Work to be completed: Could you edit the items below so that "Multiple instances go one per line" becomes "List each instance on its own line" wherever it appears, leaving everything else unchanged?

Entries supplied:
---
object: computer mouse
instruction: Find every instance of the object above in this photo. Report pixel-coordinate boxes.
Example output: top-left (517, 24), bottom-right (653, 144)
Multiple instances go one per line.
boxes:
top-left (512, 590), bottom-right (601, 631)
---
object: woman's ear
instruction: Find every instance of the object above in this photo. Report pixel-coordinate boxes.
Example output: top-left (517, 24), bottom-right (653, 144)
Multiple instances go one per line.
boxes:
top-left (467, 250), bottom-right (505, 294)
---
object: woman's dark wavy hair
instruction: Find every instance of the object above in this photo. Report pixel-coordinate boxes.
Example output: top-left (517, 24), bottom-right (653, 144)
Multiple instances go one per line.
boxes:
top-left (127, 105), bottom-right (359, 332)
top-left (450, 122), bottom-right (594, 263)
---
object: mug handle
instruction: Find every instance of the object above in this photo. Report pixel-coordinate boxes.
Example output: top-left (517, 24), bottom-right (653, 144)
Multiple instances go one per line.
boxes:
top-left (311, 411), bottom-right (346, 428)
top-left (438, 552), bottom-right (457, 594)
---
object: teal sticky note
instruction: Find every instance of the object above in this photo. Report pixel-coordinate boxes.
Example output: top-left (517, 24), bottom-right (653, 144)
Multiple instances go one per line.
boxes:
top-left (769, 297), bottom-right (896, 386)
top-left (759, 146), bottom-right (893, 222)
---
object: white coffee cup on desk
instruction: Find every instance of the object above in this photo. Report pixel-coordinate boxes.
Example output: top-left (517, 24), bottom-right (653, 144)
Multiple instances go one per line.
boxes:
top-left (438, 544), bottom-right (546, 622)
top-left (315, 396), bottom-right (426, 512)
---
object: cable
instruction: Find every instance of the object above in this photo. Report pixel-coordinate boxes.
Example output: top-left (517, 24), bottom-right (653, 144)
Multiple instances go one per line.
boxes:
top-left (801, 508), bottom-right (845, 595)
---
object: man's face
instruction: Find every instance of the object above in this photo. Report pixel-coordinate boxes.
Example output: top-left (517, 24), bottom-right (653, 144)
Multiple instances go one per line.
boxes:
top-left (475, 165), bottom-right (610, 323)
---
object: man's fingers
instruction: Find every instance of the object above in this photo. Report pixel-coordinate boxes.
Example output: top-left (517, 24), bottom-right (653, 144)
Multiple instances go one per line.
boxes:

Finished answer:
---
object: computer mouse
instruction: Find every instance of the object above in this photo. Report pixel-coordinate boxes.
Example output: top-left (517, 24), bottom-right (653, 144)
List each instance on its own line.
boxes:
top-left (512, 590), bottom-right (601, 631)
---
object: woman's ear
instruction: Find every instance of the object above in this photo. Report pixel-coordinate boxes.
Example output: top-left (517, 24), bottom-right (653, 144)
List each instance on its own line.
boxes:
top-left (467, 250), bottom-right (505, 294)
---
object: woman's dark wavy hair
instruction: Find every instance of the object above in this photo. Report pixel-coordinate boxes.
Example output: top-left (517, 24), bottom-right (653, 144)
List each instance on its own line.
boxes:
top-left (127, 105), bottom-right (359, 332)
top-left (450, 122), bottom-right (594, 263)
---
object: mug handle
instruction: Find every instance of the object above in this photo. Report pixel-coordinate boxes.
Example output: top-left (517, 24), bottom-right (653, 144)
List each instance on its own line.
boxes:
top-left (311, 411), bottom-right (346, 428)
top-left (438, 552), bottom-right (457, 594)
---
object: teal sticky note
instruction: Find every instance of the object above in this photo. Report pixel-coordinate boxes.
Example output: top-left (517, 24), bottom-right (653, 144)
List each instance on its own line.
boxes:
top-left (769, 297), bottom-right (896, 386)
top-left (759, 146), bottom-right (893, 222)
---
object: white coffee cup on desk
instruction: Find every instance of the object above in this photo. Report pixel-coordinate boxes.
Example output: top-left (517, 24), bottom-right (653, 144)
List each instance on its own line.
boxes:
top-left (438, 544), bottom-right (546, 622)
top-left (315, 396), bottom-right (426, 512)
---
object: cable
instruction: Find every instance of the object above in this photo. Report pixel-coordinate boxes.
Example output: top-left (517, 24), bottom-right (653, 144)
List each instance on its own line.
boxes:
top-left (801, 508), bottom-right (845, 595)
---
object: man's face
instruction: Find every instance of the object above in this photo. Report pixel-coordinate boxes.
Example output: top-left (517, 24), bottom-right (653, 144)
List each instance on its own line.
boxes:
top-left (475, 165), bottom-right (610, 323)
---
object: man's fingers
instruction: Find every instance of the object above in this photo. Report pixel-coordinate boxes.
Example output: top-left (517, 24), bottom-right (653, 144)
List each instance on its own line.
boxes:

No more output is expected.